_Goal_:
Write out the stretch of the passage on churches and their communities from "We’ve lost sight of" through "do that teaching.", substituting "virtue" for "morality".

_Document segment_:
■ ■ ■ ■ ■
In case you missed it, Barna published a study a couple of weeks ago that proves most Americans still think churches play an important role in their communities. The study “shows that three-quarters of U.S. adults believe the presence of a church is ‘very’ (53%) or ‘somewhat’ positive (25%) for their community.”  But the study also shows that about 20% of people don’t have any idea what benefits churches actually provide and only 14% believe the church should be instilling moral values in the community.

We’ve lost sight of the vital role churches play in our local communities in our nation as a whole. This is something our Founding Fathers had very specific ideas about.  George Washington said in his Farewell Address:  “And let us with caution indulge the supposition, that morality can be maintained without religion. Whatever may be conceded to the influence of refined education on minds of peculiar structure–reason & experience both forbid us to expect that National morality can prevail in exclusion of religious principle.”

Our political system is built upon the idea that people should be able to govern themselves. But that idea presupposes a moral people and any parent of a two year old knows morality isn’t something that just comes naturally.  It must be taught and the church as the Body of Christ has the right and responsibility to do that teaching.
■ ■ ■ ■ ■
_Records supplied_:
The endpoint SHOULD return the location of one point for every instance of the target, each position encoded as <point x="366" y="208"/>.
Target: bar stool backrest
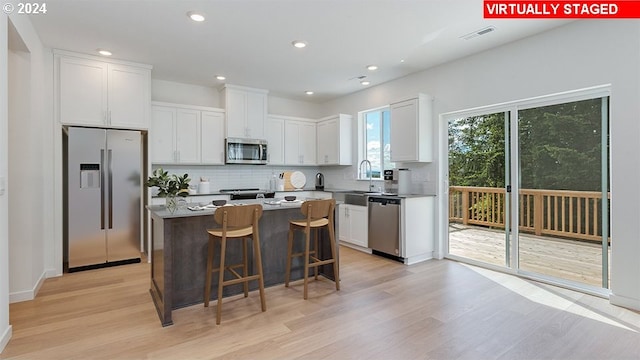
<point x="317" y="209"/>
<point x="238" y="216"/>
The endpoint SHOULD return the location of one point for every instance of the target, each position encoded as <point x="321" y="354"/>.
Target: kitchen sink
<point x="362" y="192"/>
<point x="359" y="197"/>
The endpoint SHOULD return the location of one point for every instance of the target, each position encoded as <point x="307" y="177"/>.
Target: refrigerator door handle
<point x="102" y="189"/>
<point x="110" y="160"/>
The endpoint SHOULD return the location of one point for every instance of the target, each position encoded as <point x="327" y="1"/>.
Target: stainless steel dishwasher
<point x="384" y="225"/>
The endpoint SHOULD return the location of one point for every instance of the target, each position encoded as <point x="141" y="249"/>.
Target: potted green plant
<point x="169" y="186"/>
■ ■ ■ ■ ■
_Result_:
We’ve lost sight of the vital role churches play in our local communities in our nation as a whole. This is something our Founding Fathers had very specific ideas about.  George Washington said in his Farewell Address:  “And let us with caution indulge the supposition, that virtue can be maintained without religion. Whatever may be conceded to the influence of refined education on minds of peculiar structure–reason & experience both forbid us to expect that National virtue can prevail in exclusion of religious principle.”

Our political system is built upon the idea that people should be able to govern themselves. But that idea presupposes a moral people and any parent of a two year old knows virtue isn’t something that just comes naturally.  It must be taught and the church as the Body of Christ has the right and responsibility to do that teaching.